Reproduce every one of the entries below word for word, changing nothing.

-- start of Given records --

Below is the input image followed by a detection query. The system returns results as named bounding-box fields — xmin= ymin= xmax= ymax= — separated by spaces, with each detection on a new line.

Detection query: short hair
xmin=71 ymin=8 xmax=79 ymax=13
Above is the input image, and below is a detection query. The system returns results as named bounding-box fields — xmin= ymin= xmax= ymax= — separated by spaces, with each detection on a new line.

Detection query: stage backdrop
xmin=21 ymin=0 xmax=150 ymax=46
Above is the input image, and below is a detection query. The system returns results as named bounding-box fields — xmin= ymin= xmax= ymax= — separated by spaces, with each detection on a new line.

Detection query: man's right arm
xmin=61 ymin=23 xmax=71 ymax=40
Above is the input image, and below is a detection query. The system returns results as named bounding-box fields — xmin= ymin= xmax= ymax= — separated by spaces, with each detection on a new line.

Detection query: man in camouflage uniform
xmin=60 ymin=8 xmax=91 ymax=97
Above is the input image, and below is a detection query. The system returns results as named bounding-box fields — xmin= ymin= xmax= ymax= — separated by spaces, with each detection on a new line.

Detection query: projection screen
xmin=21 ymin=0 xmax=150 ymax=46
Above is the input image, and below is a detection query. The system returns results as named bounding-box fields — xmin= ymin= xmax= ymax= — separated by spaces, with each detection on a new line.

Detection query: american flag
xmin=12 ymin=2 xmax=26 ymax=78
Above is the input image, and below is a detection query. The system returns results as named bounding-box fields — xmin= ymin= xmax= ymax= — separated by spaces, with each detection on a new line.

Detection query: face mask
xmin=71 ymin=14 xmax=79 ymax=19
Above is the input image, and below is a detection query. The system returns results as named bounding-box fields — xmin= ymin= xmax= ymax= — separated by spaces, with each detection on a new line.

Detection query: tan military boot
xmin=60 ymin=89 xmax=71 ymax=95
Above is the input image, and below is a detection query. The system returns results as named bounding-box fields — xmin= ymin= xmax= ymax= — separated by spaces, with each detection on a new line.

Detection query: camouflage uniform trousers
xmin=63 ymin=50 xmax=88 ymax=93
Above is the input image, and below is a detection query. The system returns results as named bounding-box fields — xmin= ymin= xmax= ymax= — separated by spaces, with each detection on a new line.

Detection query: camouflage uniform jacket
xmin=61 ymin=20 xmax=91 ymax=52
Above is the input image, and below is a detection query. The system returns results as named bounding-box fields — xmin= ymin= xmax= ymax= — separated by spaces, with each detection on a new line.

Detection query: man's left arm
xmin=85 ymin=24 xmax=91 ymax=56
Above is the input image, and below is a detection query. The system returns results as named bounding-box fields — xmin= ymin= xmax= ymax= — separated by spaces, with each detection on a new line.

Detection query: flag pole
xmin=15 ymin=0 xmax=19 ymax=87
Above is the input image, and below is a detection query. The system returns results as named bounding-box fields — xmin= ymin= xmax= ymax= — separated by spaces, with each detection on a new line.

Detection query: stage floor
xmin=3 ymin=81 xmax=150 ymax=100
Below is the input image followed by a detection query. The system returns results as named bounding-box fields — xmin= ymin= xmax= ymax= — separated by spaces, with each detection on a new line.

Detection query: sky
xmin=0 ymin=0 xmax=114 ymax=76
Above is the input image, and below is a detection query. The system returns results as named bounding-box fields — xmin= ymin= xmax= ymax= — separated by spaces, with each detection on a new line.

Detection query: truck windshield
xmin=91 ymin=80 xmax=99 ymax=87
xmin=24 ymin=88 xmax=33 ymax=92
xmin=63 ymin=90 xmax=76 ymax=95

-- end of Given records --

# Reply:
Below is the input image followed by a detection query. The system returns results as named bounding-box fields — xmin= ymin= xmax= ymax= — separated by spaces, with each detection on a new line.

Detection query: short hair
xmin=71 ymin=8 xmax=79 ymax=13
Above is the input image, and below is a detection query. The system returns results as named bounding-box fields — xmin= ymin= xmax= ymax= — separated by spaces, with each detection on a new line.

Detection query: stage backdrop
xmin=21 ymin=0 xmax=150 ymax=46
Above is the input image, and below is a detection query. The system returns results as named bounding-box fields — xmin= ymin= xmax= ymax= — separated by spaces, with each detection on a new line.

Detection query: man's right arm
xmin=61 ymin=23 xmax=71 ymax=40
Above is the input image, and below is a detection query. The system returns results as named bounding-box fields — xmin= ymin= xmax= ymax= — separated by spaces, with each detection on a new line.

Detection query: man in camouflage uniform
xmin=60 ymin=8 xmax=91 ymax=97
Above is the input image, and below is a detection query. The system returns results as named bounding-box fields — xmin= ymin= xmax= ymax= — separated by spaces, with each detection on a new line.

Detection query: projection screen
xmin=21 ymin=0 xmax=150 ymax=46
Above is the input image, and below is a detection query. The system returns results as named bounding-box fields — xmin= ymin= xmax= ymax= — separated by spaces, with each detection on a new line.

Detection query: american flag
xmin=12 ymin=2 xmax=26 ymax=78
Above is the input image, and below is a detection query. The system returns results as named bounding-box fields — xmin= ymin= xmax= ymax= — separated by spaces, with each detection on a new line.

Detection query: face mask
xmin=71 ymin=14 xmax=79 ymax=19
Above is the input image, and below is a detection query. The system returns results as named bounding-box fields — xmin= ymin= xmax= ymax= — separated by spaces, with each detection on a new line.

Detection query: tan military boot
xmin=60 ymin=89 xmax=71 ymax=95
Above is the input image, and below is a detection query. The system returns results as named bounding-box fields — xmin= ymin= xmax= ymax= — separated by spaces, with each detection on a new line.

Detection query: camouflage uniform trousers
xmin=63 ymin=50 xmax=88 ymax=93
Above is the input image, and below is a detection query. The system returns results as named bounding-box fields — xmin= ymin= xmax= ymax= — separated by spaces, with each detection on a new line.

Detection query: camouflage uniform jacket
xmin=61 ymin=20 xmax=91 ymax=52
Above is the input image, and below is a detection query. The system returns results as named bounding-box fields — xmin= ymin= xmax= ymax= — separated by spaces, with each detection on a new line.

Detection query: man's left arm
xmin=85 ymin=24 xmax=91 ymax=56
Above is the input image, and below is a detection query. The system returns results as named bounding-box fields — xmin= ymin= xmax= ymax= — separated by spaces, with each detection on a new line.

Detection query: flag pole
xmin=15 ymin=0 xmax=19 ymax=87
Above is the input image, and below is a detection query. The system returns results as named bounding-box fields — xmin= ymin= xmax= ymax= — separated by spaces, with each detection on a new line.

Detection query: stage floor
xmin=3 ymin=81 xmax=150 ymax=100
Below is the input image followed by a detection query. The system returns results as named bounding-box fields — xmin= ymin= xmax= ymax= — separated by spaces, with each detection on a new line.

Detection query: sky
xmin=0 ymin=0 xmax=114 ymax=76
Above is the input image, and below is a detection query. The system returns results as named bounding-box fields — xmin= ymin= xmax= ymax= — separated by spaces, with each detection on a new line.

Detection query: truck windshield
xmin=91 ymin=80 xmax=99 ymax=87
xmin=24 ymin=88 xmax=33 ymax=92
xmin=63 ymin=90 xmax=76 ymax=95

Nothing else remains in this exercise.